**Questions to answer**
1. Revise the essay on grief and passion, starting at "After my mother" and ending at "life it disappeared.", replacing "therapist" with "counselor".
2. Which medical tests and procedures does the essay on grief and passion say it took to find the cause of the abdominal pain? List them all.
3. Extend the essay on grief and embracing life past its final sentence.
START Supplied passage
After my mother died I went through a very bleak time. In fact I became convinced that I was seriously ill. I would wake up every night at about 3 am with severe abdominal pain. I could not eat, and I could not sleep. Gradually the pain took over my waking hours, and I consulted emergency rooms, doctors, and specialists. It took an ultrasound, an endoscopy, two CT scans, and several vials of blood to learn that what I had was a serious case of unresolved and unaddressed grief. I had no idea what grief and loss can do, or the pain it can cause - not just emotional pain, but true physical pain (this is a good lesson to remember, too, friends, if it ever happens to you). It wasn't until I had a few sessions with a therapist that the pain ceased, and just as gradually as it had taken over my life it disappeared.
After that experience I made some decisions. The biggest was the decision to embrace life in every way I could. I have always been a person of passions (some in my life call them obsessions). I cannot like something "a little bit" - I am all in, or all out. When I discover something I love - a country, perhaps, a fast car, or a fabulous pair of shoes - I embrace it with an intensity that can overwhelm other people. Recently I realized how foolish this could make me seem, and I began to realize how very okay I am with appearing foolish. You see, the opposite end of the spectrum is feeling nothing - no passion and no intensity. I am sure there is a middle ground but that doesn't seem enough to me - why aim for mediocrity when you can embrace the far end of the pendulum? Is there a risk? Sure. You might appear foolish to others. You might seem obsessive. And sometimes it might cause you pain when you risk too much, open yourself too wide, and find yourself turned away. But what is life without risk? Perhaps there is no greater truism than "if nothing is risked then nothing is gained".
END Supplied passage
START Excerpted data
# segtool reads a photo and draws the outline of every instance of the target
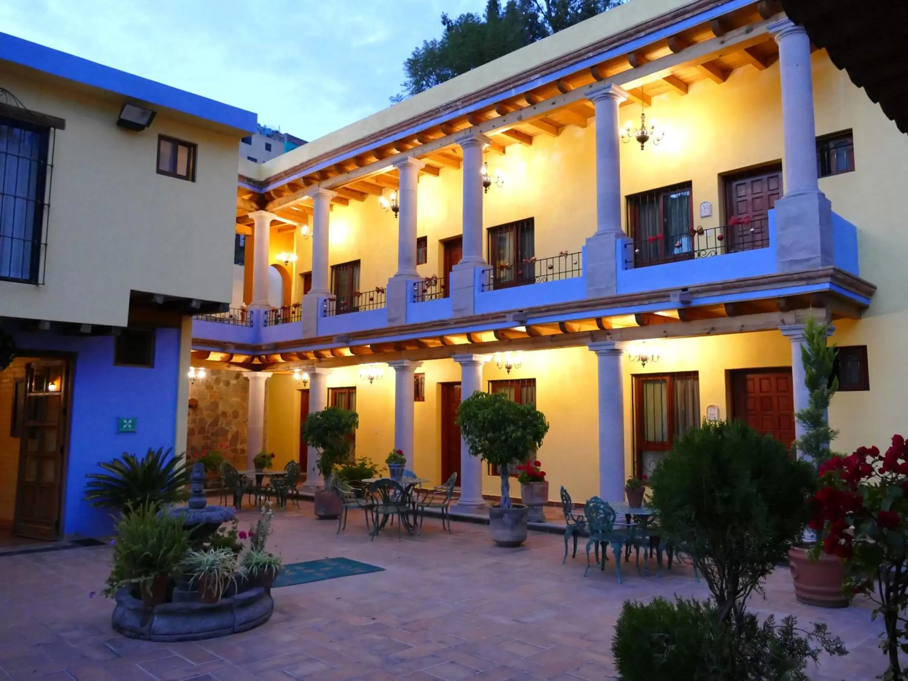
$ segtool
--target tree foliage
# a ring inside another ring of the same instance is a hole
[[[441,15],[440,38],[423,41],[404,62],[404,93],[421,93],[626,0],[488,0],[484,15]]]
[[[457,424],[469,453],[497,466],[501,476],[501,508],[510,508],[511,467],[526,461],[548,432],[548,421],[529,404],[503,393],[474,392],[460,402]]]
END Excerpted data
**Results**
1.
After my mother died I went through a very bleak time. In fact I became convinced that I was seriously ill. I would wake up every night at about 3 am with severe abdominal pain. I could not eat, and I could not sleep. Gradually the pain took over my waking hours, and I consulted emergency rooms, doctors, and specialists. It took an ultrasound, an endoscopy, two CT scans, and several vials of blood to learn that what I had was a serious case of unresolved and unaddressed grief. I had no idea what grief and loss can do, or the pain it can cause - not just emotional pain, but true physical pain (this is a good lesson to remember, too, friends, if it ever happens to you). It wasn't until I had a few sessions with a counselor that the pain ceased, and just as gradually as it had taken over my life it disappeared.

2.
- an ultrasound
- an endoscopy
- two CT scans
- several vials of blood

3.
When I wrote about someone recently I decided to contact them and tell them what I had written. I did it with trepidation and some fear about appearing foolish, especially since this is someone I had not seen in about 30 years. The response was incredibly gratifying, as they said my words had made their day, and given them great pleasure. They went away from that exchange happy, and so did I. It could have gone badly. They could have responded poorly, or not at all. The point, though, isn't how it ended up but rather that I took the step at all - that leap of faith, that risk that could go either way, that opportunity to appear foolish. I took that chance and let someone else see my words, my thoughts, and my heart, and I am so very glad I did. I would have been glad even if the end result had been different.
There have been days in recent months when I beat myself up pretty good about appearing foolish, and about being embarrassed for things I'd said or done (you know, like telling the guy at the body shop where my car is being repaired that the car is my baby and that I cried when she was damaged). As of this Friday, though, I am absolving myself of all this and forgiving myself. As my friend says good bye to her beloved friend I will embrace life just a bit more, forgive my own passionate and obsessive nature, and continue to take those risks as they come into my life, even if in the end I appear to be a fool. Because that's what life is, dear friends - it's all just a big gamble, and you may as well go big - or go home.